** START Material for this task **
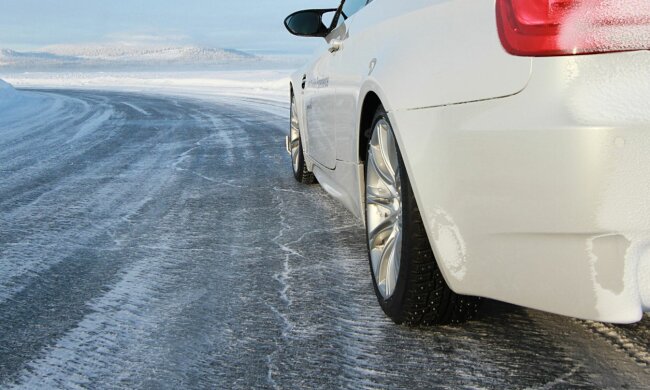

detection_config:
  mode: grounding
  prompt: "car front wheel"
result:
[287,96,316,184]
[365,107,478,325]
** END Material for this task **
Reproduce every line of the records above verbatim, omitting the pictures from your answer.

detection_config:
  mode: grounding
  prompt: "car front wheel"
result:
[287,96,316,184]
[365,107,478,325]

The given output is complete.